#### Extrait choisi:
L’intégration fiscale n’est pas toujours parfaite
Plusieurs facteurs peuvent faire en sorte que l’impôt total payé par un particulier qui reçoit des dividendes soit supérieur ou inférieur à celui d’un revenu gagné directement. Ces écarts proviennent notamment de :
- L’évolution non synchronisée des taux d’imposition fédéraux et provinciaux (tant au niveau des sociétés que des particuliers) ;
- La nature du dividende (déterminé vs non déterminé) ;
- Le revenu imposable du particulier, qui influence le taux marginal d’imposition ;
- La province de résidence, puisque les crédits d’impôt pour dividendes varient d’une province à l’autre.
Ces divergences peuvent entraîner une sous-intégration (plus d'impôts payés) ou une sur intégration (moins d'impôts payés), ce qui a une incidence sur votre revenu après impôt et sur votre stratégie globale de planification fiscale.

#### Lignes fournies:
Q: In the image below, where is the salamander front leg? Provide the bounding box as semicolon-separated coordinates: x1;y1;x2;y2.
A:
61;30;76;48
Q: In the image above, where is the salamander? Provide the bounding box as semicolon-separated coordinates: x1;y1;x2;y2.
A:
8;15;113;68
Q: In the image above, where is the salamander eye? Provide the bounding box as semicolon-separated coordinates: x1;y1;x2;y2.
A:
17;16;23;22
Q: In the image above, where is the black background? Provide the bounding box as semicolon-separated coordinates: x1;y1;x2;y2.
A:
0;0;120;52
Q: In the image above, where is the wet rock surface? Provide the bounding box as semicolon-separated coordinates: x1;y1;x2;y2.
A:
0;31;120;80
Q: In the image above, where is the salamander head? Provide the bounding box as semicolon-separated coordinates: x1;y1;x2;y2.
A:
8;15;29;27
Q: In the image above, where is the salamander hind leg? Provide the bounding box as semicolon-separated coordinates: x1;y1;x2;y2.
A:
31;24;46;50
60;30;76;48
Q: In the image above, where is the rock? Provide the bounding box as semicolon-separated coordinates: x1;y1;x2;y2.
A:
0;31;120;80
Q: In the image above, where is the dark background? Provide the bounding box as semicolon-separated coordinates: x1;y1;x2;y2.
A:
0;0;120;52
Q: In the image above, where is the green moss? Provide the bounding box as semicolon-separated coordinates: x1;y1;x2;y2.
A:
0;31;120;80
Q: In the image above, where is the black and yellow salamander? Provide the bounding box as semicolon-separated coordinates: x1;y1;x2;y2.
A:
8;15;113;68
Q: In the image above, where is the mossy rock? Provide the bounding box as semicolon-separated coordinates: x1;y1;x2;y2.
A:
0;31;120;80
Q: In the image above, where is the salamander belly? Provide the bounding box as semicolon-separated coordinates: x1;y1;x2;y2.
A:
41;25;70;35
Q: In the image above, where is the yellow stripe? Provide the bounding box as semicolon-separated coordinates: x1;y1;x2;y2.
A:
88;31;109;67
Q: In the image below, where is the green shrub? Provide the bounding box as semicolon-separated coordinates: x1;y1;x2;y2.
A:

--

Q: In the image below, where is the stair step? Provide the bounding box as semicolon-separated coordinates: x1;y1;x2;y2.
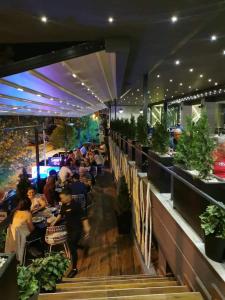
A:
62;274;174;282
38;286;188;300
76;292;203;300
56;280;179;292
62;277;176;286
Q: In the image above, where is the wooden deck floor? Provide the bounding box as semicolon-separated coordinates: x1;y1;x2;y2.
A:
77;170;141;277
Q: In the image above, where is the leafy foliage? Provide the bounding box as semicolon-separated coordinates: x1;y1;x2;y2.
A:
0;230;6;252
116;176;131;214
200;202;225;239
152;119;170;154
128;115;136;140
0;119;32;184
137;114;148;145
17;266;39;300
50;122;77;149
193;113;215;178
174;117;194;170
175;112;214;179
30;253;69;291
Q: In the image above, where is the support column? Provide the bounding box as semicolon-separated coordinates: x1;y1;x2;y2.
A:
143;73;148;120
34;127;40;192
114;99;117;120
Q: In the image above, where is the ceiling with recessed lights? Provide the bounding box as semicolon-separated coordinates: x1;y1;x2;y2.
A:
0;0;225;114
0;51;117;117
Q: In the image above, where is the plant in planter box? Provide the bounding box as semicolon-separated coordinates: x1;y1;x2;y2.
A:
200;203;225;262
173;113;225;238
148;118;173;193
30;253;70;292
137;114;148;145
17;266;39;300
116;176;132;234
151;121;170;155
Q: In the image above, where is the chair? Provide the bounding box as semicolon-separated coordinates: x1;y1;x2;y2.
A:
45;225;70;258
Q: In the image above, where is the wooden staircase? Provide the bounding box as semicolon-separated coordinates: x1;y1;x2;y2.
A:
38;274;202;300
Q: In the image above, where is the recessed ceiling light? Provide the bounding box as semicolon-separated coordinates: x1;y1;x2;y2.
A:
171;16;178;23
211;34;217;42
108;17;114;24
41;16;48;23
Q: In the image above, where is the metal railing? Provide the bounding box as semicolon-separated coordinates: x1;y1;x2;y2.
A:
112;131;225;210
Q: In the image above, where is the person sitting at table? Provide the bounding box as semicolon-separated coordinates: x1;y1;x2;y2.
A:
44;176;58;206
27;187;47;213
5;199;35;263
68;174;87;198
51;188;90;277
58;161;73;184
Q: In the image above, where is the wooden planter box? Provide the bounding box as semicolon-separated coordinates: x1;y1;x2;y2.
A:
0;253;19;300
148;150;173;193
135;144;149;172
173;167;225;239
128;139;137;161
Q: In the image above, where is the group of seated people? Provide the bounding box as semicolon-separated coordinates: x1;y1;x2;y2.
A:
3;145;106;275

...

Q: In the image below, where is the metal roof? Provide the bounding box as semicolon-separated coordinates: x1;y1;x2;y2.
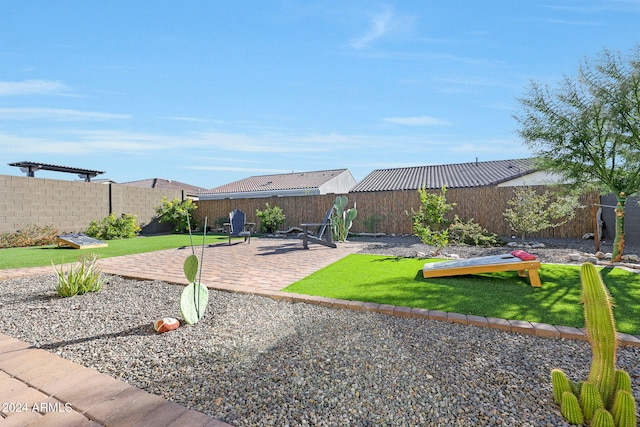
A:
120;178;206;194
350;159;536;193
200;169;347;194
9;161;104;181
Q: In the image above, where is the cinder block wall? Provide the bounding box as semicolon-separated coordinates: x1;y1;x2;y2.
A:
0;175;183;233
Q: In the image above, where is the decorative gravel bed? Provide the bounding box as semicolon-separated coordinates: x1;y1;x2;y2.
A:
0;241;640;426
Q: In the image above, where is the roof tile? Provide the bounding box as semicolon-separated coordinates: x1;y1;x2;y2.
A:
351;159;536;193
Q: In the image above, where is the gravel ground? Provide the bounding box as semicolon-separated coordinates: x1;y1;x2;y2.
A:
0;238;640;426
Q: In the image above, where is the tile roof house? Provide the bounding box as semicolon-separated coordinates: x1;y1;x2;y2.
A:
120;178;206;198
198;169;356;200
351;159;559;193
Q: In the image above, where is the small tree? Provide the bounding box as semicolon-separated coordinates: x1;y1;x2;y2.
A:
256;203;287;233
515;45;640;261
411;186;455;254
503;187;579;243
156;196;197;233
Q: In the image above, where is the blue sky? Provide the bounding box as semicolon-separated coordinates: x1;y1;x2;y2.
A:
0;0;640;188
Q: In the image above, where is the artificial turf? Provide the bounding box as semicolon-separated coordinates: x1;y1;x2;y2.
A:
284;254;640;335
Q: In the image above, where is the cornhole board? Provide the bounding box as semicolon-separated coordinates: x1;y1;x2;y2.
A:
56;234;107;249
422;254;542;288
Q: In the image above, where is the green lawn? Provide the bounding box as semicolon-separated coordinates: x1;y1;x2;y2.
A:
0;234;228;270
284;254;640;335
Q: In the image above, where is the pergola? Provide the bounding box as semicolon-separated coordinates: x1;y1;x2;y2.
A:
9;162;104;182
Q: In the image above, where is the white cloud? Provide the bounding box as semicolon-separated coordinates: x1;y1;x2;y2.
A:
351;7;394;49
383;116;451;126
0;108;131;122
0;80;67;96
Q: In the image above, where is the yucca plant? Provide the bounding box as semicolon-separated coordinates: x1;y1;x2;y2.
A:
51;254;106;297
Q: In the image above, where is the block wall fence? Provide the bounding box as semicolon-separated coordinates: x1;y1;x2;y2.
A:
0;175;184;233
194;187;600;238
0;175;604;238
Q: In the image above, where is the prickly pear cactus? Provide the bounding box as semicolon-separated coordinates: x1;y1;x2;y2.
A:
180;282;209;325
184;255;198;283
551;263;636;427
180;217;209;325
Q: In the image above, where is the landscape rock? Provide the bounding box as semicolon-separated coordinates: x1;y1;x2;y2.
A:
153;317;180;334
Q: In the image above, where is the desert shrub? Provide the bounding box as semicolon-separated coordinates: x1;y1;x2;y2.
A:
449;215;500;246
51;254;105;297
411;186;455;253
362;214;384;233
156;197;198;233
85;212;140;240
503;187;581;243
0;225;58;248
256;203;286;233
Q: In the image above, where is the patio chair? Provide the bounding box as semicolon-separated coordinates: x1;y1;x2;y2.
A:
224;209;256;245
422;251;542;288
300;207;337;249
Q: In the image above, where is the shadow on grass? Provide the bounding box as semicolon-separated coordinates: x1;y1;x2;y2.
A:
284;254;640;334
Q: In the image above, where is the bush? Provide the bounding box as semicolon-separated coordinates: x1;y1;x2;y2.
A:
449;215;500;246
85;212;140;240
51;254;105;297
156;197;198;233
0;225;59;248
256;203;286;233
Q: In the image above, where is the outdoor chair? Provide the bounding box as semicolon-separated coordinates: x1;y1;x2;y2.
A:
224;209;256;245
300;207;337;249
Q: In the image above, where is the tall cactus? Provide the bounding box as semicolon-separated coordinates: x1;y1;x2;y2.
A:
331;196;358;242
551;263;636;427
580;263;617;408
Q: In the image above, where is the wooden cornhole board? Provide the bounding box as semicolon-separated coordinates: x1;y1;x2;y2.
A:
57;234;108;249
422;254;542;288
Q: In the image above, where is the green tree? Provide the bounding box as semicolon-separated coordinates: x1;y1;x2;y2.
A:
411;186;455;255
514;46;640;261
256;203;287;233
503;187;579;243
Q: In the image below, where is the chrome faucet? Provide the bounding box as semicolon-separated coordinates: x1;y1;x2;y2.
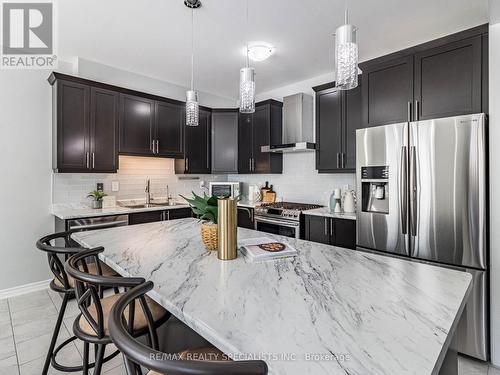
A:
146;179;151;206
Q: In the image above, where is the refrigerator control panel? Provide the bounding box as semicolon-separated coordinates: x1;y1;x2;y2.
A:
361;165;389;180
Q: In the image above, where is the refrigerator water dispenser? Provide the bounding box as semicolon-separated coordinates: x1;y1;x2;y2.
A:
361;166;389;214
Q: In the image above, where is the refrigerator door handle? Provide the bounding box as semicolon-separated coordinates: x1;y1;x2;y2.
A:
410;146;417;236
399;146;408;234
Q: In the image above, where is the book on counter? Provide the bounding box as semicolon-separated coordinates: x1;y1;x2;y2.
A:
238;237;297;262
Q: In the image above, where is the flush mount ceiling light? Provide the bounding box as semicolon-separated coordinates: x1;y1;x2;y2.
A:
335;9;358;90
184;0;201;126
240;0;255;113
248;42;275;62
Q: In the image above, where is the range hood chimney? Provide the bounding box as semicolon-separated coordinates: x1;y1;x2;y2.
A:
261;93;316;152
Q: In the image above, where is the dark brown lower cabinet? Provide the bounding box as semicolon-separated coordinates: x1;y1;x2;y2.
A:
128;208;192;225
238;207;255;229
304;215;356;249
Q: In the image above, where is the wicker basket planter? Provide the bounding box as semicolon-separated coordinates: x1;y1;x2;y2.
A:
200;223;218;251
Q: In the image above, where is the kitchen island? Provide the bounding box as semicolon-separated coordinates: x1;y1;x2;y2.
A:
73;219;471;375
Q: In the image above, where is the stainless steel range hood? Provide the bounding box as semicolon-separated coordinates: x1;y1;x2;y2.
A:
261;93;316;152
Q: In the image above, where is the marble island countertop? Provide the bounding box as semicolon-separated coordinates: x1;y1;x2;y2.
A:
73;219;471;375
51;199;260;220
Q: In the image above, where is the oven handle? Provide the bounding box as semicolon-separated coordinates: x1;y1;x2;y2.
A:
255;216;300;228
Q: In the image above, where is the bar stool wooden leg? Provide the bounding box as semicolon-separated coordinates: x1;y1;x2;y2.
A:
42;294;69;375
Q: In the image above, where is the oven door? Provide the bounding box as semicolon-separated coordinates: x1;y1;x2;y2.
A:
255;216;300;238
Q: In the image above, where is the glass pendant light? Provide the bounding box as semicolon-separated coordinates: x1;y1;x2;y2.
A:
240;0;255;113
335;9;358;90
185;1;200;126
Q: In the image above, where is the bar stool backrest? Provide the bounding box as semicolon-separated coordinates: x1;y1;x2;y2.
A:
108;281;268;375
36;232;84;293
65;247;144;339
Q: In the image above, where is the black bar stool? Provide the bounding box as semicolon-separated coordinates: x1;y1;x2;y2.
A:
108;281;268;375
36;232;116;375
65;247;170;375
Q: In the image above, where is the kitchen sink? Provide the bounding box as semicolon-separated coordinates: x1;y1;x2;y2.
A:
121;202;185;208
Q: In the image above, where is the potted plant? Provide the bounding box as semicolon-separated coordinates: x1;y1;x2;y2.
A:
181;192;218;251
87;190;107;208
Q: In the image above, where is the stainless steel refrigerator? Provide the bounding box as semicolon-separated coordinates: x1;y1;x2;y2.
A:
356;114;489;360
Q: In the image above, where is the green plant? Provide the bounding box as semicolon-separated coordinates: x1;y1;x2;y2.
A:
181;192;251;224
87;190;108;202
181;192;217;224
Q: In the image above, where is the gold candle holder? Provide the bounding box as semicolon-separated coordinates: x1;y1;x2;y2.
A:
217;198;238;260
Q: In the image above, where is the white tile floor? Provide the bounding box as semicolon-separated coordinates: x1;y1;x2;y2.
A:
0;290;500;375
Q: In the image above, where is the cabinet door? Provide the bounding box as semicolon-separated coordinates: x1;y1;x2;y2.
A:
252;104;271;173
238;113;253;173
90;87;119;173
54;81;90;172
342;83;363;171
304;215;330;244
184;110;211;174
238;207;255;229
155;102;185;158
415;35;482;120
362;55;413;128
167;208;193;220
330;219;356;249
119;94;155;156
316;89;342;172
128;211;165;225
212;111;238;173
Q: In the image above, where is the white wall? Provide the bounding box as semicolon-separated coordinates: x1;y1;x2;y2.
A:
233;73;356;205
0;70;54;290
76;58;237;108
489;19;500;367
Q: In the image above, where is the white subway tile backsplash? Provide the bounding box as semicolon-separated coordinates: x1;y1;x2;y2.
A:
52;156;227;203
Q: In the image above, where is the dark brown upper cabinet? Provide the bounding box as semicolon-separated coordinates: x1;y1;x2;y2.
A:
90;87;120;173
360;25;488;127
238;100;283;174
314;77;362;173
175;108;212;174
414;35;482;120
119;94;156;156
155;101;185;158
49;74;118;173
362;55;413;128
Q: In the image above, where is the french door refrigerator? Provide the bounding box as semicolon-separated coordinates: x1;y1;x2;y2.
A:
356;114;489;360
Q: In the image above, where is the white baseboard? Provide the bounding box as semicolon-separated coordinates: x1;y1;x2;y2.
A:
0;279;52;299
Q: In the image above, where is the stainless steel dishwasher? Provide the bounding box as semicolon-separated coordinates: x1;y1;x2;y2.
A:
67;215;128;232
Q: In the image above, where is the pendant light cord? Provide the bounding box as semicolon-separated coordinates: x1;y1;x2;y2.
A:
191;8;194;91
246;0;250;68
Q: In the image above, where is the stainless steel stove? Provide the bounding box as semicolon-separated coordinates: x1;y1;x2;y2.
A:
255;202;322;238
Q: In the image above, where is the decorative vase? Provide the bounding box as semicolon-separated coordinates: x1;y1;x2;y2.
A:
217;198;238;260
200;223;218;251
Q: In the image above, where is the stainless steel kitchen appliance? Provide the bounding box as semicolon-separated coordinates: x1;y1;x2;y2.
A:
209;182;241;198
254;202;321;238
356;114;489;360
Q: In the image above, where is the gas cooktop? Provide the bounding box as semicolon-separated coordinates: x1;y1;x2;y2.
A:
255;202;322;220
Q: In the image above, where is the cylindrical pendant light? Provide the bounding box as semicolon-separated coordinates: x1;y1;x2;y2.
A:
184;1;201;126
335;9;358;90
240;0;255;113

#### Série de tâches:
(1) Veuillez extraire de l'extrait sur l'intégration fiscale le passage qui commence à « L’intégration fiscale n’est » et se termine à « province à l’autre. ».
(2) Répondez aux questions suivantes d'après l'extrait sur l'intégration fiscale.
(a) Quelles sont les deux natures de dividende mentionnées ?
(b) Qu'est-ce qui varie d'une province à l'autre ?
(c) Qu'entraîne une sous-intégration pour le particulier ?

#### Corrigé des exercices:
(1)
L’intégration fiscale n’est pas toujours parfaite
Plusieurs facteurs peuvent faire en sorte que l’impôt total payé par un particulier qui reçoit des dividendes soit supérieur ou inférieur à celui d’un revenu gagné directement. Ces écarts proviennent notamment de :
- L’évolution non synchronisée des taux d’imposition fédéraux et provinciaux (tant au niveau des sociétés que des particuliers) ;
- La nature du dividende (déterminé vs non déterminé) ;
- Le revenu imposable du particulier, qui influence le taux marginal d’imposition ;
- La province de résidence, puisque les crédits d’impôt pour dividendes varient d’une province à l’autre.

(2)
(a) Le dividende déterminé et le dividende non déterminé.
(b) Les crédits d'impôt pour dividendes.
(c) Le paiement de plus d'impôts.